• _Polecenie do wykonania 1_
Odpowiedz na pytania do tekstu o Szkole Trenerów PZPN:
(a) Ilu trenerów ubiega się obecnie o licencję UEFA Pro?
(b) Jak często uczestnicy kursu spotykają się na platformie online?
(c) Na kiedy przewidziano egzamin końcowy?
• _Polecenie do wykonania 2_
Przepisz z tekstu o Szkole Trenerów PZPN wszystko od słów „W dobie pandemii 24” aż po słowa „przyznaje Dariusz Pasieka, dyrektor Szkoły Trenerów PZPN.”.
• _Polecenie do wykonania 3_
Czy poniższe stwierdzenia zgadzają się z tekstem o Szkole Trenerów PZPN? Przy każdym odpowiedz „tak” lub „nie” i przytocz dosłownie rozstrzygające słowa tekstu.
(a) Sesja nr 8 zakończyła się w drugim tygodniu marca.
(b) Tygodniowy staż w klubie zagranicznym nie jest warunkiem ukończenia kursu.
(c) Wskutek pandemii trenerom przepadły trzy zjazdy.

• _Fragment tekstu_

+++++

Wirtualna rzeczywistość Szkoły Trenerów

W dobie pandemii 24 trenerów powoli kończy kurs na licencję UEFA Pro. – Staramy się przygotowywać kursantów na różne sytuacje kryzysowe, ale na taką przerwę w rozgrywkach nikt by nie wpadł – przyznaje Dariusz Pasieka, dyrektor Szkoły Trenerów PZPN.

Przesunięte terminy egzaminów końcowych i wstępnych, niemożność spotykania się na tradycyjnych zjazdach w Białej Podlaskiej czy przeprowadzania pokazowych treningów w swych klubach w ramach mikrogrup, małe szanse na tradycyjną wizytę w Nyonie, prezentacje z zagranicznych staży dokonywane w formie internetowych wideokonferencji. Tak w dobie pandemii wygląda rzeczywistość Szkoły Trenerów PZPN i uczestników kursu UEFA Pro.

Egzamin miał być w czerwcu

– Mieliśmy trochę szczęścia, bo w drugim tygodniu marca, w środę, zakończyliśmy sesję nr 8, a w piątek odwołano już wszelkie aktywności w PZPN czy wojewódzkich związkach. Chwilę poczekaliśmy, a potem podjęliśmy decyzję o przeprowadzaniu zajęć w wirtualnej formie. Dwa razy w tygodniu spotykamy się na platformie online. Jednym z warunków ukończenia kursu jest odbycie tygodniowego stażu w klubie zagranicznym i przedstawienie przed całą grupą prezentacji. Te kwestie w ostatnim czasie załatwiliśmy. Do zakończenia kursu pozostała nam jeszcze jedna 4-dniowa sesja, wyjazd do siedziby UEFA w szwajcarskim Nyonie oraz sesja egzaminacyjna – opowiada Dariusz Pasieka, dyrektor Szkoły Trenerów PZPN.

O licencję UEFA Pro – najwyższą, uprawniającą do samodzielnej pracy na szczeblu centralnym – ubiega się obecnie 24 trenerów. Kurs zaczął się w ubiegłym roku, do końca kwietnia trenerzy mają czas na składanie prac dyplomowych, egzamin końcowy był przewidziany na początek czerwca. Wskutek pandemii, trenerom przepadły już dwa zjazdy. Wizyty w Białej Podlaskiej kojarzą się z dużą intensywnością. Trenerzy na kilka dni opuszczają swe kluby, by maksymalnie, od świtu do zmierzchu, wykorzystywać ze swymi wykładowcami czas w Szkole Trenerów. Teraz trzeba to odrabiać online.

+++++

• _Zapisane dane_

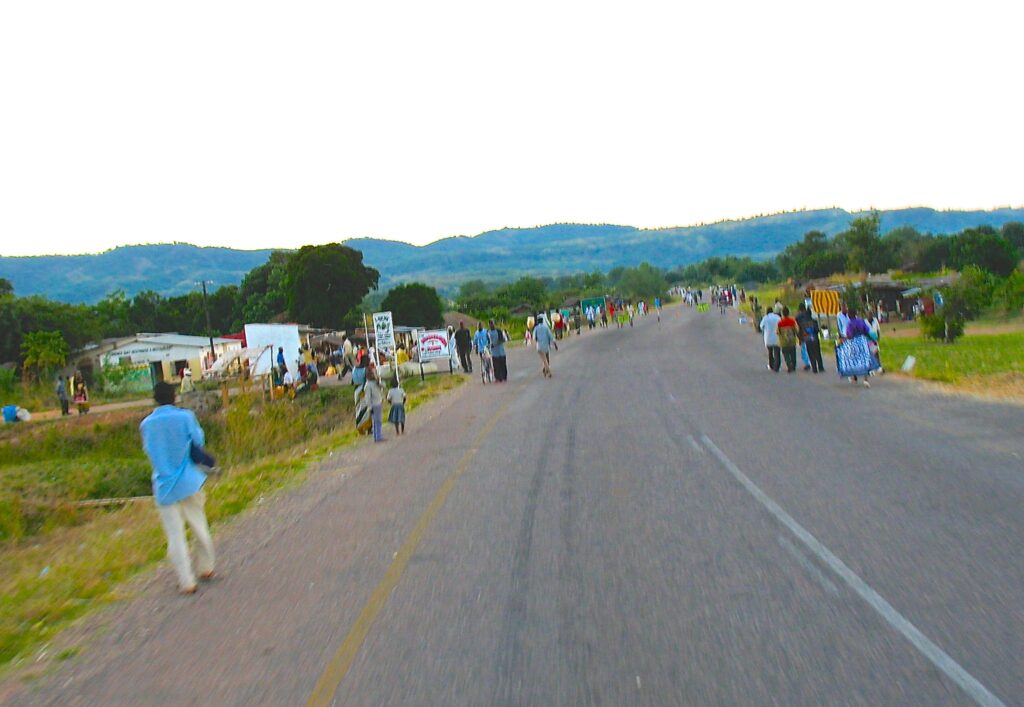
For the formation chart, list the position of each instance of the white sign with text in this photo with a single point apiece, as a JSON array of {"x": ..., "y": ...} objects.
[
  {"x": 433, "y": 344},
  {"x": 384, "y": 331}
]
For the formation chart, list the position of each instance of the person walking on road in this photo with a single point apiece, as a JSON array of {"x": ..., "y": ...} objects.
[
  {"x": 396, "y": 415},
  {"x": 545, "y": 340},
  {"x": 810, "y": 334},
  {"x": 464, "y": 344},
  {"x": 496, "y": 342},
  {"x": 375, "y": 401},
  {"x": 769, "y": 327},
  {"x": 803, "y": 317},
  {"x": 856, "y": 355},
  {"x": 61, "y": 391},
  {"x": 169, "y": 433},
  {"x": 788, "y": 336}
]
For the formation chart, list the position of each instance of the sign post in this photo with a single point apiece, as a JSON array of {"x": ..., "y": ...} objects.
[
  {"x": 433, "y": 345},
  {"x": 383, "y": 334}
]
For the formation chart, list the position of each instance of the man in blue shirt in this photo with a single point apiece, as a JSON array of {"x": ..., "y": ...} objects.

+++++

• _Pole odpowiedzi 1_
(a) 24 trenerów.
(b) Dwa razy w tygodniu.
(c) Na początek czerwca.

• _Pole odpowiedzi 2_
W dobie pandemii 24 trenerów powoli kończy kurs na licencję UEFA Pro. – Staramy się przygotowywać kursantów na różne sytuacje kryzysowe, ale na taką przerwę w rozgrywkach nikt by nie wpadł – przyznaje Dariusz Pasieka, dyrektor Szkoły Trenerów PZPN.

• _Pole odpowiedzi 3_
(a) Tak – „w drugim tygodniu marca, w środę, zakończyliśmy sesję nr 8”
(b) Nie – „Jednym z warunków ukończenia kursu jest odbycie tygodniowego stażu w klubie zagranicznym”
(c) Nie – „Wskutek pandemii, trenerom przepadły już dwa zjazdy.”